- **ACTIVITY**
Transcribe the listing exactly, skipping every picture.

-------

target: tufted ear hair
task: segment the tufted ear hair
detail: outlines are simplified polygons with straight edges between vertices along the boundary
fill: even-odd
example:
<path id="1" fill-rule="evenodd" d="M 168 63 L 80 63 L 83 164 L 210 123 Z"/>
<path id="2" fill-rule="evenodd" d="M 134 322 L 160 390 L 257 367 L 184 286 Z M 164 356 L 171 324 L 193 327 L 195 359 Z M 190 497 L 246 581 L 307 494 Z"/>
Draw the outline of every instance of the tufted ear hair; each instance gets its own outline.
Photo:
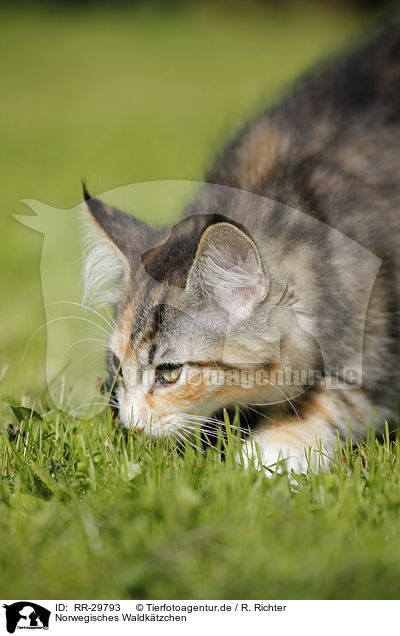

-------

- **RESPONSE TO THE EXERCISE**
target: tufted ear hair
task: segment the tufted ear hair
detail: outlines are simplified polygons with straight edges between vertices along the boundary
fill: even-odd
example:
<path id="1" fill-rule="evenodd" d="M 168 63 L 80 63 L 83 164 L 210 123 Z"/>
<path id="2" fill-rule="evenodd" d="M 134 322 L 160 390 L 257 367 L 184 286 Z M 164 356 L 171 324 L 193 327 L 195 359 Z M 190 497 L 246 581 L 307 494 Z"/>
Draw the outline of every instance of the tufted ear hair; each instance gets its own outline.
Photo:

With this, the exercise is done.